• [The problem] Retype exactly the line holding "Each instance receives one keypoint. Mark the pitched" and each line that follows, down to the last one. Exclude pictures.

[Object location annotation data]
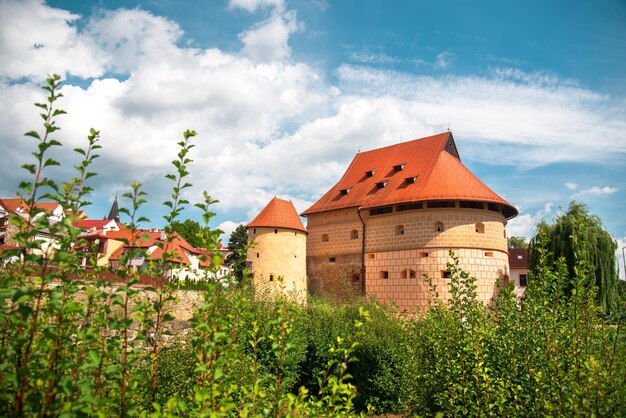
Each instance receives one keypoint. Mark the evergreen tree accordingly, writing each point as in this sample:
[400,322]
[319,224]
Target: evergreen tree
[518,242]
[238,247]
[580,238]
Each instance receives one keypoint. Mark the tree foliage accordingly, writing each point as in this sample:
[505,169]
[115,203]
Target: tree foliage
[189,230]
[238,247]
[518,242]
[578,231]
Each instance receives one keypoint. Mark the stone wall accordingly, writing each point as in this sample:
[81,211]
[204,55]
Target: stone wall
[278,252]
[406,245]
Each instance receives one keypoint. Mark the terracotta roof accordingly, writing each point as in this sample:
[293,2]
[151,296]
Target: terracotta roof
[518,258]
[419,170]
[13,204]
[278,213]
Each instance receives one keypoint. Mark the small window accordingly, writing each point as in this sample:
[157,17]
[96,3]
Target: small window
[505,280]
[381,210]
[408,274]
[523,280]
[440,204]
[408,206]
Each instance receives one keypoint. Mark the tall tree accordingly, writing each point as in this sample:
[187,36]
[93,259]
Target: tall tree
[237,247]
[578,236]
[189,230]
[518,242]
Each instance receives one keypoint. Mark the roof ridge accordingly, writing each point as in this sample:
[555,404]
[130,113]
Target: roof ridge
[433,163]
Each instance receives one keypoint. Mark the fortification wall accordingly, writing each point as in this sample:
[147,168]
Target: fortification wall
[278,252]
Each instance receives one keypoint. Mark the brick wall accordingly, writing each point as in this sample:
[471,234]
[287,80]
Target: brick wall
[403,241]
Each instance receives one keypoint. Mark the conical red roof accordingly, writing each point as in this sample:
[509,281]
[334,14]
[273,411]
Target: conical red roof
[278,213]
[419,170]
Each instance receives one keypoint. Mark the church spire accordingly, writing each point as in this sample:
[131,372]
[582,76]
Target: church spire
[114,213]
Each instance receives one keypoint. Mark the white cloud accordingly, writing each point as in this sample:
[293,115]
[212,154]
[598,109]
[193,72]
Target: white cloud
[253,5]
[525,224]
[269,40]
[596,190]
[267,125]
[444,60]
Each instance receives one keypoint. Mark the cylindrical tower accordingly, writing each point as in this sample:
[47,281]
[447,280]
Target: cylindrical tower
[277,257]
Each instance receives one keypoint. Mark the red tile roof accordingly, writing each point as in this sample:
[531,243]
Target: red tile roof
[432,162]
[518,258]
[278,213]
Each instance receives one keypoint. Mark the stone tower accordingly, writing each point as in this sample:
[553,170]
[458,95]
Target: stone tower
[278,256]
[394,216]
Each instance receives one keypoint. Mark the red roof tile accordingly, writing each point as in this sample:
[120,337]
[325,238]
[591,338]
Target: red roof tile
[278,213]
[432,163]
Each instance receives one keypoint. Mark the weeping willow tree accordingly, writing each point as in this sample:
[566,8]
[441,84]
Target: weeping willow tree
[578,236]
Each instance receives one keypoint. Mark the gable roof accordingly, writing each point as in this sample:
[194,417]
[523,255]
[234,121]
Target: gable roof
[419,170]
[278,213]
[94,223]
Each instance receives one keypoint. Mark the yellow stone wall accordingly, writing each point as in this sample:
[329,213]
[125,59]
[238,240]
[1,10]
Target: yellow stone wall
[406,240]
[278,252]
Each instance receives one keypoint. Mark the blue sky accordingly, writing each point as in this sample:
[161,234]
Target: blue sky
[283,93]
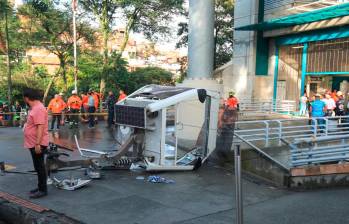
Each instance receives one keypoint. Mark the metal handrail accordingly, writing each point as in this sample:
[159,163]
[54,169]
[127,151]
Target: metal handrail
[291,128]
[263,153]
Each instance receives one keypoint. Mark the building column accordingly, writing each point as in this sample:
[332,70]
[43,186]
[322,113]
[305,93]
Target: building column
[201,38]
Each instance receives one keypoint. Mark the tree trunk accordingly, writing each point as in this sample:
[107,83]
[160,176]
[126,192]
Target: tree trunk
[105,30]
[48,88]
[64,75]
[9,75]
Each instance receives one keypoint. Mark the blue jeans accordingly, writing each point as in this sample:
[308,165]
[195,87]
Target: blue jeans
[303,109]
[91,117]
[320,123]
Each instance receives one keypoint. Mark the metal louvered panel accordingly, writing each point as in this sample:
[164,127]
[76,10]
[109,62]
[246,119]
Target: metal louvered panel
[130,116]
[273,4]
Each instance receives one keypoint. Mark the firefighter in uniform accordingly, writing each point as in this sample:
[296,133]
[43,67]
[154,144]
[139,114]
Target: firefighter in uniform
[74,105]
[56,106]
[226,123]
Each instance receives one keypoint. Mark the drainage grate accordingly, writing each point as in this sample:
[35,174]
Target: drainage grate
[22,202]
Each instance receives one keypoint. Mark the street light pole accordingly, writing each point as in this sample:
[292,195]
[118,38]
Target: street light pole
[9,75]
[74,4]
[238,185]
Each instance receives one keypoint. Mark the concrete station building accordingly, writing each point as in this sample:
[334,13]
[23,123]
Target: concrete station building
[286,47]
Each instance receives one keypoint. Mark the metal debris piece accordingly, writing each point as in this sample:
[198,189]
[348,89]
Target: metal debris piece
[70,184]
[158,179]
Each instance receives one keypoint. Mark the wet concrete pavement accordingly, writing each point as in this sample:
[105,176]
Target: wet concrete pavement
[204,196]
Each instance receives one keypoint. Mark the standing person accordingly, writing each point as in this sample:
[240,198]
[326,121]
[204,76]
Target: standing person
[36,138]
[74,104]
[91,110]
[340,108]
[334,95]
[111,100]
[56,106]
[303,105]
[96,100]
[122,95]
[318,109]
[232,102]
[84,105]
[226,123]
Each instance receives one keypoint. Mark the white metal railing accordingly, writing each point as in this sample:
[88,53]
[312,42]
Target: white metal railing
[267,106]
[272,131]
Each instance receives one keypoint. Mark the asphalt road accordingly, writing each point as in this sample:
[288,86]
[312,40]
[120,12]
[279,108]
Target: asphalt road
[204,196]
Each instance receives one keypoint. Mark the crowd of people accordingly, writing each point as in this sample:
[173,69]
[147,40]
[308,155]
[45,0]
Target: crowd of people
[10,112]
[69,111]
[329,104]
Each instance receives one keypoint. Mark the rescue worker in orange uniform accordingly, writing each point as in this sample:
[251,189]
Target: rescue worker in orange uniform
[122,95]
[56,107]
[74,105]
[232,102]
[226,123]
[84,106]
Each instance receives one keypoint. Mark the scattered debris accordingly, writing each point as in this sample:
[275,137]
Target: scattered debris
[158,179]
[92,173]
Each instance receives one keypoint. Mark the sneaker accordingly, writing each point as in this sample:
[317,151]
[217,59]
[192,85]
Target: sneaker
[38,194]
[34,191]
[49,181]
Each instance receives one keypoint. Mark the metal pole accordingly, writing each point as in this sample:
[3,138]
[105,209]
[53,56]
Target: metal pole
[75,53]
[9,72]
[238,188]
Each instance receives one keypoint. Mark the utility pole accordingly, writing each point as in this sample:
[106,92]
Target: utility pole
[9,75]
[74,6]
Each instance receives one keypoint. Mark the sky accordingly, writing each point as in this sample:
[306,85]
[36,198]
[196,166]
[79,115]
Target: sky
[163,44]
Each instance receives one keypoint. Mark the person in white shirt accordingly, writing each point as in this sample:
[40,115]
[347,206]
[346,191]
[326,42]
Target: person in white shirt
[330,104]
[303,105]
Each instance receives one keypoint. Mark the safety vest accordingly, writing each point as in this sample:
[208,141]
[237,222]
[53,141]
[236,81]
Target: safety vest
[56,106]
[122,96]
[232,102]
[74,102]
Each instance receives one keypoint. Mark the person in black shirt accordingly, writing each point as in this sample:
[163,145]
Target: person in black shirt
[111,100]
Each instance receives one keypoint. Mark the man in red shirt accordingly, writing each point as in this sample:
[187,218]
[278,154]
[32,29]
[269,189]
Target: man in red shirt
[122,95]
[36,138]
[74,104]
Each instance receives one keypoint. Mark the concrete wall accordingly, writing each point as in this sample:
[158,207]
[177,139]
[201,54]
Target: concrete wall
[240,76]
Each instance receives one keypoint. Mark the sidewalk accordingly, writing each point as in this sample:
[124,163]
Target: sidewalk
[204,196]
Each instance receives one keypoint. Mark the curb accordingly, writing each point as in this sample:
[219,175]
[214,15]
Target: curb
[15,214]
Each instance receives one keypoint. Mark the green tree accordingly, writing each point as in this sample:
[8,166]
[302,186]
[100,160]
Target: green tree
[51,27]
[151,75]
[150,17]
[223,34]
[104,11]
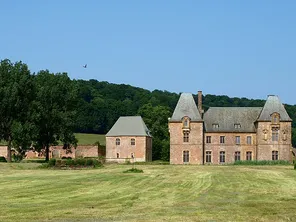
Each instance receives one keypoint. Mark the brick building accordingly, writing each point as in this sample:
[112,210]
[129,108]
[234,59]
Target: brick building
[226,134]
[129,139]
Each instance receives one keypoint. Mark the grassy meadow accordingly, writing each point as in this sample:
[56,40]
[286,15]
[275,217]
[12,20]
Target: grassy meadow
[161,193]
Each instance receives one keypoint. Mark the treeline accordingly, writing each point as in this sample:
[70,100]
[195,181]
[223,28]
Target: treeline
[40,109]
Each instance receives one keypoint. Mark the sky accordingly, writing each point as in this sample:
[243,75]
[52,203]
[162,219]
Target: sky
[230,47]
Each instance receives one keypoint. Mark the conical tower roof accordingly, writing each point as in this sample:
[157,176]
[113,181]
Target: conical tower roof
[186,107]
[272,105]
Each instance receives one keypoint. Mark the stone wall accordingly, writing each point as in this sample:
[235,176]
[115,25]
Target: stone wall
[194,145]
[59,152]
[265,145]
[229,146]
[119,153]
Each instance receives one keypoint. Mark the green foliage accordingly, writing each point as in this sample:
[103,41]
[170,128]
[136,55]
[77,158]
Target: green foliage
[16,95]
[3,159]
[262,162]
[133,170]
[156,119]
[54,111]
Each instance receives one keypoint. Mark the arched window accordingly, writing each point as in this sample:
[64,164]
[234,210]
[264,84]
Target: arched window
[275,118]
[186,122]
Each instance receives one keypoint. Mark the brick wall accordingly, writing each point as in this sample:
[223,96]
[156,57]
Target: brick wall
[229,146]
[59,152]
[142,147]
[194,146]
[266,145]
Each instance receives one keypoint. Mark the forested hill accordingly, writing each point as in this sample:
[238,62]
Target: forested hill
[101,103]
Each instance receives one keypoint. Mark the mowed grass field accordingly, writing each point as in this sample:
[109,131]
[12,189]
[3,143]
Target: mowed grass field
[161,193]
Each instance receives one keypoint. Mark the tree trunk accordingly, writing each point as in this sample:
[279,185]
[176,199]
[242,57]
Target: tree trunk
[47,153]
[9,151]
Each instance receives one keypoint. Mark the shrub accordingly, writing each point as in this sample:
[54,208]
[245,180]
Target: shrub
[52,162]
[133,170]
[3,159]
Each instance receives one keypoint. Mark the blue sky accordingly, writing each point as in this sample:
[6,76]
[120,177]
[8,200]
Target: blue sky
[235,48]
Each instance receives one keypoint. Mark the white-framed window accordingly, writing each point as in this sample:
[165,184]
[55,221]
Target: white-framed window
[237,156]
[237,126]
[208,156]
[133,142]
[222,139]
[186,136]
[248,155]
[237,140]
[249,140]
[222,156]
[275,155]
[215,125]
[275,134]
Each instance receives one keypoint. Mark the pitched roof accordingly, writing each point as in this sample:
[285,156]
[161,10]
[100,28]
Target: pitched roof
[273,104]
[129,126]
[227,117]
[186,107]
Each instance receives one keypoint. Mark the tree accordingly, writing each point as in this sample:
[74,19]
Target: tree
[156,119]
[16,95]
[54,111]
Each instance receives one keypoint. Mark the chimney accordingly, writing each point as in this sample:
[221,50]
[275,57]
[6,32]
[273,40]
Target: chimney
[199,102]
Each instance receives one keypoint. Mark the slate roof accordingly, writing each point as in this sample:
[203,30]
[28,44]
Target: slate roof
[129,126]
[186,107]
[227,117]
[273,104]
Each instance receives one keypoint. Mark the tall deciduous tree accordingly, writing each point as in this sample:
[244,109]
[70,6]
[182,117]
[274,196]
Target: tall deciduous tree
[16,95]
[55,110]
[156,119]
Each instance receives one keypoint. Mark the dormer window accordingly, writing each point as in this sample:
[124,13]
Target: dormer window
[215,125]
[186,122]
[275,118]
[237,126]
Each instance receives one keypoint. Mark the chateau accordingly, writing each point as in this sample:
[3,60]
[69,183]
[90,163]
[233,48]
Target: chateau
[129,139]
[227,134]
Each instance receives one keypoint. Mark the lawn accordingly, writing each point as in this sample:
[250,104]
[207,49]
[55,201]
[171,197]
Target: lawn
[161,193]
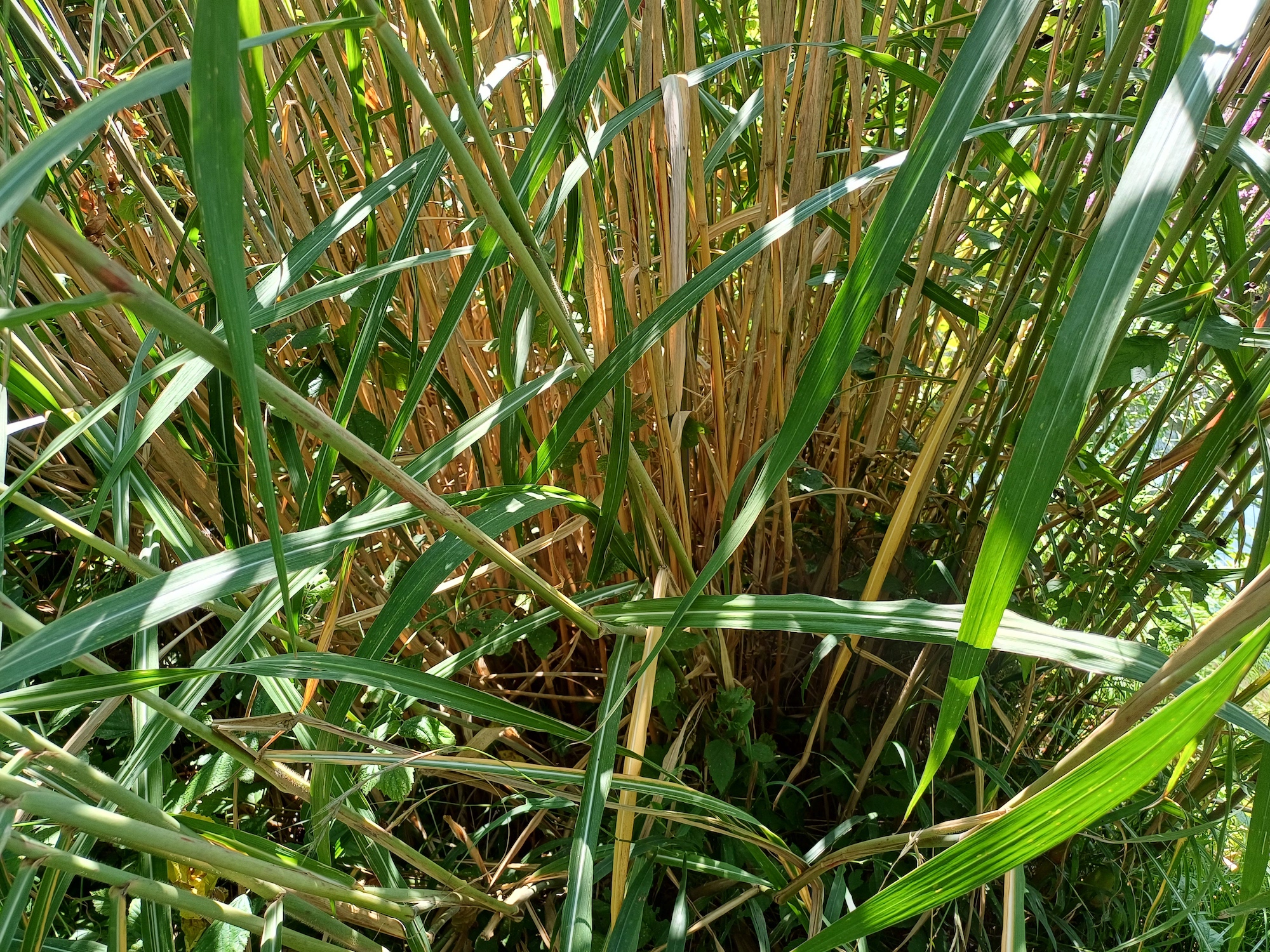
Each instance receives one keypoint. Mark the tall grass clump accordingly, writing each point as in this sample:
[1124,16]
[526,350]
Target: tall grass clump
[542,475]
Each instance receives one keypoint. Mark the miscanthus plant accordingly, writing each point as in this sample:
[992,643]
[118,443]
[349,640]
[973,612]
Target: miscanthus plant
[547,475]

• [Exercise answer]
Each instance receives one keypoint. Mark the pitched roof accordingly, writing each point as in this sample:
[285,156]
[161,10]
[100,28]
Target: pitched roof
[273,104]
[129,126]
[227,117]
[186,107]
Each instance receives one keypoint. Mark the tree accordingly, writing each point as in this sample:
[74,19]
Target: tree
[156,119]
[16,95]
[54,111]
Each instance receives one keypoint. Mark the chimney accordingly, writing each point as in this sample:
[221,50]
[275,57]
[6,32]
[273,40]
Target: chimney
[199,102]
Each instance receives one keypoint. Mark the slate roof accordingly, writing each point as in this sample:
[203,30]
[28,44]
Target: slate roof
[129,126]
[186,107]
[227,117]
[273,104]
Each instance receives one keypoint. Mark the tall deciduous tree accordingly, writing each point as in this sample:
[244,109]
[70,6]
[182,117]
[274,196]
Target: tall deciduous tree
[16,95]
[55,110]
[156,119]
Each instance receives one keypoint. Mark the dormer window accordingly, writing each point as in this sample:
[124,13]
Target: dormer window
[215,125]
[186,122]
[275,118]
[237,126]
Each instance receives one keypoint. Mark the chateau accordingly, writing each point as in this sample:
[3,60]
[69,183]
[90,163]
[233,48]
Target: chateau
[129,139]
[227,134]
Each instance receives one keypoint. Mark the lawn accordingly, writing each point as in this sample:
[250,104]
[207,49]
[55,201]
[171,197]
Target: lawn
[161,193]
Each instance receives one keypoint. Mark the tall grass clump accordingly, writing each point as in this sample:
[1124,16]
[526,350]
Target: tall grass clump
[542,475]
Each instance receives one keypoint. Mark the miscanthus plant accordingly, writing each point as in this sample:
[992,643]
[118,443]
[349,640]
[973,612]
Target: miscanthus plant
[547,475]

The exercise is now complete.